- _Exercise aim_
Nothing should be left out: write out the whole listing exactly.

- _Supplied records_
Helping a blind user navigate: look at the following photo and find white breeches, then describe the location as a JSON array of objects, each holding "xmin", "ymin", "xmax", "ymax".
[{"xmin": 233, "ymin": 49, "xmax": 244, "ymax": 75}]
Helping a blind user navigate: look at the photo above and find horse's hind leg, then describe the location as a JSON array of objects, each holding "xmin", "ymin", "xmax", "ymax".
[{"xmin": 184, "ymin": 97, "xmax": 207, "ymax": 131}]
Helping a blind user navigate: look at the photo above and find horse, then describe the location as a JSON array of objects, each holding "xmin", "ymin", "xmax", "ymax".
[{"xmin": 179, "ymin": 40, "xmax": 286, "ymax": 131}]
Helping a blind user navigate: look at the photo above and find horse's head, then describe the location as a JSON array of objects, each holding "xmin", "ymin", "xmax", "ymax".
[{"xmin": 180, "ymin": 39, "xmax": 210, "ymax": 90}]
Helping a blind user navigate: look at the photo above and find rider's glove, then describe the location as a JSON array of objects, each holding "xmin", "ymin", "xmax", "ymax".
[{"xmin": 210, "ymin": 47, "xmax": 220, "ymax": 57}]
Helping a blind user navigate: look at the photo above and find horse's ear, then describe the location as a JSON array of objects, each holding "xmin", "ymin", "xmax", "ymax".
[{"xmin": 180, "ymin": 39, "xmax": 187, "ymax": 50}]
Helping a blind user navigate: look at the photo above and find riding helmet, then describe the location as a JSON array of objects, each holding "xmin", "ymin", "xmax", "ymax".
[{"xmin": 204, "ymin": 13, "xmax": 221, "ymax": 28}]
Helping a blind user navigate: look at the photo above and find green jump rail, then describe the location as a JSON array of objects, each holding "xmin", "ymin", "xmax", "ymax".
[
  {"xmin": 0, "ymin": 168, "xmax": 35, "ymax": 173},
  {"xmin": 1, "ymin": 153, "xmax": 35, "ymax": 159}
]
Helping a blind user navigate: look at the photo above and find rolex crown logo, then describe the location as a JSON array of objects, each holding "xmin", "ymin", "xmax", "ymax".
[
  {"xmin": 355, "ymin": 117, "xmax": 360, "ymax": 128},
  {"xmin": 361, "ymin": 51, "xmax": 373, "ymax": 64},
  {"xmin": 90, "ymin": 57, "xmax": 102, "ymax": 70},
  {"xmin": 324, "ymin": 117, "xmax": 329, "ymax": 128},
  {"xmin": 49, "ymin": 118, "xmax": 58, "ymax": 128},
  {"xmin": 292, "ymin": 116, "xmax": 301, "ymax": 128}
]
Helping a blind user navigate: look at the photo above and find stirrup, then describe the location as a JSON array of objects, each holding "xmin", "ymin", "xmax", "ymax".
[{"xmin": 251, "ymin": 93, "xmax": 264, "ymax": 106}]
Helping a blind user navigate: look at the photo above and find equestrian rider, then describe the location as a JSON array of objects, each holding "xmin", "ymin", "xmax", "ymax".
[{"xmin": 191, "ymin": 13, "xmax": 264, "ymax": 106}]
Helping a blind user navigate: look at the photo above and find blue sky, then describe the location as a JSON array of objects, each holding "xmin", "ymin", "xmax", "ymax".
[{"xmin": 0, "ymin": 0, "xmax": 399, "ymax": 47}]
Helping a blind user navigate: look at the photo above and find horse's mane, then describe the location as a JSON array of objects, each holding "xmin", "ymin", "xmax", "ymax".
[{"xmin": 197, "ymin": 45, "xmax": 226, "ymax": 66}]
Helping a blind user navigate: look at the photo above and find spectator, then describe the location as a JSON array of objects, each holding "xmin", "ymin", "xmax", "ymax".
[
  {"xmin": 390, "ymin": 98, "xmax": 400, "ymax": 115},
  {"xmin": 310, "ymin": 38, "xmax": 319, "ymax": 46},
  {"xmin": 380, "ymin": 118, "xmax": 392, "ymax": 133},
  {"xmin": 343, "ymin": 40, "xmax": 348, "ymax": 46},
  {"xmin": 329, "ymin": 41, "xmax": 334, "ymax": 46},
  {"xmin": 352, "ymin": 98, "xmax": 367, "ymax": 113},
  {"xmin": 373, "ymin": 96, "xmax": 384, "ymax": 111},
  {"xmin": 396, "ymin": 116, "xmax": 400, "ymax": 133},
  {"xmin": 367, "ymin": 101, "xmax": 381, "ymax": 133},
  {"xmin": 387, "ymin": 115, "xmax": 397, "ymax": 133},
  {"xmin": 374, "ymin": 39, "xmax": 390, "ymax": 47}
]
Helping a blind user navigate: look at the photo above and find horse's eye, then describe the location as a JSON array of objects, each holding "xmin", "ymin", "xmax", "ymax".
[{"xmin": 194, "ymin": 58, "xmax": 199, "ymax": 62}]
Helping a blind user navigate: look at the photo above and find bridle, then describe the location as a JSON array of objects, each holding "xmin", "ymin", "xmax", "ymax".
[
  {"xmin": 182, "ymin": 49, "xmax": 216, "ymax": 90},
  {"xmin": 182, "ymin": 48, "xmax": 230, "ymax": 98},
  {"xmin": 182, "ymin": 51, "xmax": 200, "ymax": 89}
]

- _Output of the task_
Helping a blind user navigate: look at the following photo and find white breeches, then describe the location as a JSON array of objects, each holding "xmin", "ymin", "xmax", "ymax".
[{"xmin": 233, "ymin": 49, "xmax": 244, "ymax": 75}]
Helping a blind user navigate: look at the photo above and find horse's hind leg, then describe the location as a JSON array of objects, each holding "xmin", "ymin", "xmax", "ymax".
[{"xmin": 184, "ymin": 97, "xmax": 207, "ymax": 131}]
Helping a blind user navigate: look at the photo above and find horse, then describe the location as a JSON array of objects, each holding "xmin", "ymin", "xmax", "ymax".
[{"xmin": 179, "ymin": 40, "xmax": 286, "ymax": 131}]
Helping a blind user navigate: look at the photo above and find horse's head, then describe the location as a JSON array of objects, each holding "xmin", "ymin", "xmax", "ymax".
[{"xmin": 180, "ymin": 39, "xmax": 210, "ymax": 90}]
Helping a blind user navigate: look at the photo above and find rider's glove, then describe the location as a JSON array of objects, each holding "xmin", "ymin", "xmax", "ymax".
[{"xmin": 210, "ymin": 47, "xmax": 220, "ymax": 57}]
Helping a blind user navigate: look at the photo above and find horse's ear, then describe the location as a JSON array of objects, each holding "xmin", "ymin", "xmax", "ymax".
[{"xmin": 180, "ymin": 39, "xmax": 187, "ymax": 50}]
Helping a blind user navigate: look at the photo above and find riding helmet, then describe the location as a JSON array of objects, each holding "xmin", "ymin", "xmax", "ymax".
[{"xmin": 204, "ymin": 13, "xmax": 221, "ymax": 28}]
Helping a blind user navigate: look at the photo above and find green jump rail, then describe the location as a JSON array of objects, each holding "xmin", "ymin", "xmax", "ymax".
[
  {"xmin": 0, "ymin": 168, "xmax": 35, "ymax": 173},
  {"xmin": 1, "ymin": 153, "xmax": 35, "ymax": 159}
]
Helping a blind user navigate: look at the photo above and find rolex crown logo, then describe the location as a JSON array of objects, each holding "xmin", "ymin", "xmax", "ymax".
[
  {"xmin": 355, "ymin": 117, "xmax": 360, "ymax": 128},
  {"xmin": 361, "ymin": 51, "xmax": 373, "ymax": 64},
  {"xmin": 90, "ymin": 57, "xmax": 102, "ymax": 70},
  {"xmin": 324, "ymin": 117, "xmax": 329, "ymax": 128},
  {"xmin": 49, "ymin": 118, "xmax": 58, "ymax": 128},
  {"xmin": 292, "ymin": 116, "xmax": 301, "ymax": 128}
]
Helping a blind user navigate: look at the photo above and find stirrup, then describe the location as a JSON array of objects, each holding "xmin", "ymin", "xmax", "ymax".
[{"xmin": 251, "ymin": 93, "xmax": 264, "ymax": 106}]
Helping a blind user navigate: look at the photo above and find equestrian rider, then describe the location as a JSON array of objects, each holding "xmin", "ymin", "xmax", "ymax".
[{"xmin": 191, "ymin": 13, "xmax": 264, "ymax": 106}]
Helping a blind user navigate: look at the photo above and find blue sky, then describe the location as a JSON array of objects, each holding "xmin", "ymin", "xmax", "ymax".
[{"xmin": 0, "ymin": 0, "xmax": 399, "ymax": 47}]
Helping a blind user navigate: look at the photo above and find horse's mane, then describe the location as a JSON array of objects, each holding "xmin", "ymin", "xmax", "ymax".
[{"xmin": 197, "ymin": 45, "xmax": 226, "ymax": 66}]
Helping a blind user navigate: look at the photo above and find spectator, then describe the location as a JSON array of objects, each holding "xmin", "ymin", "xmax", "ymax".
[
  {"xmin": 390, "ymin": 98, "xmax": 400, "ymax": 115},
  {"xmin": 310, "ymin": 38, "xmax": 319, "ymax": 46},
  {"xmin": 380, "ymin": 118, "xmax": 392, "ymax": 133},
  {"xmin": 343, "ymin": 40, "xmax": 348, "ymax": 46},
  {"xmin": 329, "ymin": 41, "xmax": 334, "ymax": 46},
  {"xmin": 352, "ymin": 98, "xmax": 367, "ymax": 113},
  {"xmin": 373, "ymin": 96, "xmax": 384, "ymax": 111},
  {"xmin": 396, "ymin": 116, "xmax": 400, "ymax": 133},
  {"xmin": 367, "ymin": 101, "xmax": 381, "ymax": 133},
  {"xmin": 387, "ymin": 115, "xmax": 397, "ymax": 133},
  {"xmin": 374, "ymin": 39, "xmax": 390, "ymax": 47}
]
Helping a blind user navigate: look at the photo above and find horse's eye, then describe the location as a JSON array of objects, each holding "xmin", "ymin", "xmax", "ymax".
[{"xmin": 194, "ymin": 58, "xmax": 199, "ymax": 62}]
Helping a blind user navigate: look at the photo above and find bridle, then describe the location as a JSON array of objects, each holding "xmin", "ymin", "xmax", "ymax".
[
  {"xmin": 182, "ymin": 49, "xmax": 216, "ymax": 90},
  {"xmin": 182, "ymin": 48, "xmax": 230, "ymax": 98},
  {"xmin": 182, "ymin": 51, "xmax": 200, "ymax": 89}
]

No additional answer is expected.